- Material provided

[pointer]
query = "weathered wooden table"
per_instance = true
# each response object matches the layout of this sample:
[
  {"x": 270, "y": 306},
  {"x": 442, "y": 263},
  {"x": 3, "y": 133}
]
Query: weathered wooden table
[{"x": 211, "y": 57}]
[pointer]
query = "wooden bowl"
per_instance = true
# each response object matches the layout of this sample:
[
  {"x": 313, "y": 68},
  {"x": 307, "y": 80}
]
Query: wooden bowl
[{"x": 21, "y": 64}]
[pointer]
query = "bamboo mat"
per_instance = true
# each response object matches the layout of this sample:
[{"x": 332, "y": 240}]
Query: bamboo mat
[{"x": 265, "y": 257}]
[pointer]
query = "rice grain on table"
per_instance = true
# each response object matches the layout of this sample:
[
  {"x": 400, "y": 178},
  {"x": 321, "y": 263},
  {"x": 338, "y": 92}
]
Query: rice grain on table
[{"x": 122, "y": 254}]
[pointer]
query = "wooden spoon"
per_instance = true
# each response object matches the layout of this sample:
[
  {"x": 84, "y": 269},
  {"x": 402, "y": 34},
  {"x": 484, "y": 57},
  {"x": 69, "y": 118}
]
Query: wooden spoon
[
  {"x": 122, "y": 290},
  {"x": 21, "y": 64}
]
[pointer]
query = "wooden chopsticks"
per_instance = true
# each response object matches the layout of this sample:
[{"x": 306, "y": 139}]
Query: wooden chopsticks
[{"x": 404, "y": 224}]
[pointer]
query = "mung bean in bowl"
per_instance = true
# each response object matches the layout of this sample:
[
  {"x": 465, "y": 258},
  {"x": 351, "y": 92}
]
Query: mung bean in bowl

- Task prompt
Reproduce the data above exactly, leaving nothing out.

- Solution
[pointer]
query = "weathered wooden table"
per_instance = true
# each response object matches the layout of this sample:
[
  {"x": 270, "y": 306},
  {"x": 442, "y": 263},
  {"x": 3, "y": 133}
]
Query: weathered wooden table
[{"x": 211, "y": 57}]
[pointer]
query = "wooden bowl"
per_instance = true
# each response object matches the layout of this sample:
[
  {"x": 313, "y": 68},
  {"x": 307, "y": 80}
]
Query: wooden bowl
[{"x": 21, "y": 64}]
[pointer]
query = "bamboo mat"
per_instance = true
# each response object matches the layout of this sample:
[{"x": 332, "y": 240}]
Query: bamboo mat
[{"x": 265, "y": 257}]
[pointer]
query = "rice grain on table"
per_instance = true
# each response object matches the layout of this sample:
[
  {"x": 400, "y": 178},
  {"x": 321, "y": 263},
  {"x": 338, "y": 92}
]
Query: rice grain on table
[{"x": 122, "y": 254}]
[pointer]
query = "wooden spoon"
per_instance = true
# each response object matches the layout of this sample:
[
  {"x": 84, "y": 269},
  {"x": 402, "y": 34},
  {"x": 484, "y": 57},
  {"x": 69, "y": 118}
]
Query: wooden spoon
[
  {"x": 122, "y": 290},
  {"x": 21, "y": 64}
]
[pointer]
query = "wooden chopsticks"
per_instance = true
# each response object matches the layout of this sample:
[{"x": 306, "y": 139}]
Query: wooden chopsticks
[{"x": 404, "y": 224}]
[pointer]
query = "mung bean in bowl"
per_instance = true
# each response object matches the layout of this sample:
[
  {"x": 465, "y": 258},
  {"x": 351, "y": 92}
]
Query: mung bean in bowl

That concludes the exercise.